§ **AIM OF THE EXERCISE**
Reproduce the listing below word for word, keeping every line unchanged and in its original order.

§ **RECORDS SUPPLIED**
□ □ □ □ □

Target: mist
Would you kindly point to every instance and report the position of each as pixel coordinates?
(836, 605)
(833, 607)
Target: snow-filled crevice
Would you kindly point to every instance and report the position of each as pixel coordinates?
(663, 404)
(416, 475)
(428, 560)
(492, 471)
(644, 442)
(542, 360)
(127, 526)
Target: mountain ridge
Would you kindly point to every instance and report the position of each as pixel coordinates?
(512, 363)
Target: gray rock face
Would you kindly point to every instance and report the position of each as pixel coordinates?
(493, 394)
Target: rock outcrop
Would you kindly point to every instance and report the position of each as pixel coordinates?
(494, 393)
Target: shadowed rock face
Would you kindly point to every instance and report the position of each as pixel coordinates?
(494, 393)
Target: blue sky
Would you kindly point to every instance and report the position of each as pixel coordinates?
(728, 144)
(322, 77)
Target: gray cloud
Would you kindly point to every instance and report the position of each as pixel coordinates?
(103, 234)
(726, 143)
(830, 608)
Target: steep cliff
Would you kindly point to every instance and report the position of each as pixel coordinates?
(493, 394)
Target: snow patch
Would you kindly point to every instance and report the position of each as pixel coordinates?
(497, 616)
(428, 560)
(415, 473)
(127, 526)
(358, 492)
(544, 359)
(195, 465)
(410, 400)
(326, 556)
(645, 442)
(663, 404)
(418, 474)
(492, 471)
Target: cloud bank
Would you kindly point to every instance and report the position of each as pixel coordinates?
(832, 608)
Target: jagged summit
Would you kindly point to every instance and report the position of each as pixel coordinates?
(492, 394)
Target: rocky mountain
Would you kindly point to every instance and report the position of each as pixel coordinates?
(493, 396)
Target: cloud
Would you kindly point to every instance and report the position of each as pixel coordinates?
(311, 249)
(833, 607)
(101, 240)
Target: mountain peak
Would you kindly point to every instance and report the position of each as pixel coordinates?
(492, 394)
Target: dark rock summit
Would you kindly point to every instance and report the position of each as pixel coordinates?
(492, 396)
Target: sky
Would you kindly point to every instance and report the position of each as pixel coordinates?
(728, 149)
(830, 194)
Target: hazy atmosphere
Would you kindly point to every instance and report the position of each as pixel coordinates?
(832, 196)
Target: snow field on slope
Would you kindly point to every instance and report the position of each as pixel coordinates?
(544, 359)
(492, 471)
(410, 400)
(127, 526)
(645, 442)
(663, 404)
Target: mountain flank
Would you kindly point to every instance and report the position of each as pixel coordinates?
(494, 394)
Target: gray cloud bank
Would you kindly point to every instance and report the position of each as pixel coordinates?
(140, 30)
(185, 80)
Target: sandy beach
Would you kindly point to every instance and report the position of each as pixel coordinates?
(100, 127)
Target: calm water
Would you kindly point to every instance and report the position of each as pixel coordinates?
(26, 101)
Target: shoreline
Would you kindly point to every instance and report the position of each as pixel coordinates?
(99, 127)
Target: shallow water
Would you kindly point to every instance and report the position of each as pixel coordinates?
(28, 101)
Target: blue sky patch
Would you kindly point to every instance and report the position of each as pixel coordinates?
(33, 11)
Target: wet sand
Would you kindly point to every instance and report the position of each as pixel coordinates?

□ □ □ □ □

§ **EXERCISE ANSWER**
Target: mist
Would you kindly point to every instance and report the position of each as pixel coordinates?
(836, 605)
(833, 607)
Target: snow-filled crevice
Would you kindly point to every instance and report the position of each as pixel coordinates?
(663, 404)
(416, 475)
(428, 560)
(492, 471)
(644, 442)
(542, 360)
(127, 526)
Target: mountain ridge
Would you kindly point to every instance and report the position of each as pixel coordinates?
(512, 363)
Target: gray rock face
Would you kindly point to every instance and report the position of each as pixel coordinates?
(493, 394)
Target: rock outcrop
Would you kindly point to every instance and report the position of each as pixel coordinates?
(494, 393)
Target: shadowed rock face
Would you kindly point to every instance and report the position of each as pixel coordinates?
(494, 393)
Target: blue sky
Would you kindly point to every instance and report the position of each as pixel coordinates?
(728, 144)
(322, 77)
Target: gray cloud
Would you kindly point to every instance and report the position of each as pixel coordinates?
(103, 234)
(726, 143)
(830, 608)
Target: steep cliff
Would you kindly point to every instance and report the position of each as pixel coordinates?
(493, 394)
Target: snow patch
Would you kindly point to every instance and report the position of each as pixel coordinates?
(497, 616)
(428, 560)
(415, 473)
(127, 526)
(358, 492)
(544, 359)
(195, 465)
(410, 400)
(326, 556)
(645, 442)
(663, 404)
(418, 474)
(492, 471)
Target: cloud bank
Would you kindly point to every instance and report the position of each as pixel coordinates?
(832, 608)
Target: jagged summit
Would you kindly point to every instance and report the position of each as pixel coordinates?
(492, 394)
Target: rocky mountain
Would you kindly point to every instance and report the position of each as pixel coordinates?
(493, 396)
Target: cloud
Would you kindly point to every instance and report the position of each as pixel coordinates?
(311, 249)
(833, 607)
(101, 240)
Target: mountain peak
Would you kindly point to every instance and report the position of each as pixel coordinates?
(492, 394)
Target: dark rock summit
Would you kindly point to every instance and report the position of each as pixel coordinates?
(492, 396)
Target: sky
Would you kindly point to every instance and report the position of each as pixel coordinates?
(728, 149)
(830, 194)
Target: hazy atmosphere
Would you kindly point to every instance and report the position of each as pixel coordinates?
(832, 196)
Target: snow field on slope
Would you kindly point to every instance and report the position of each as pixel coordinates?
(544, 359)
(492, 471)
(410, 400)
(127, 526)
(645, 442)
(663, 404)
Target: mountain flank
Would you kindly point to every instance and report the position of each as pixel coordinates?
(494, 394)
Target: gray cloud bank
Would you kindly point to every instance and report the position of each as pixel coordinates?
(140, 30)
(185, 80)
Target: sandy beach
Would you kindly point to every instance and report the position of each as pixel coordinates?
(100, 127)
Target: calm water
Would you kindly point to every instance and report the position of each as pixel coordinates?
(26, 101)
Target: shoreline
Would you kindly point to every instance and report the position of each as pixel coordinates?
(99, 127)
Target: shallow water
Would you kindly point to every instance and report the position of each as pixel coordinates?
(28, 101)
Target: blue sky patch
Would you kindly point to every instance and report the position of each as pixel coordinates?
(33, 11)
Target: wet sand
Would you kindly point to every instance and report the position of each as pixel coordinates?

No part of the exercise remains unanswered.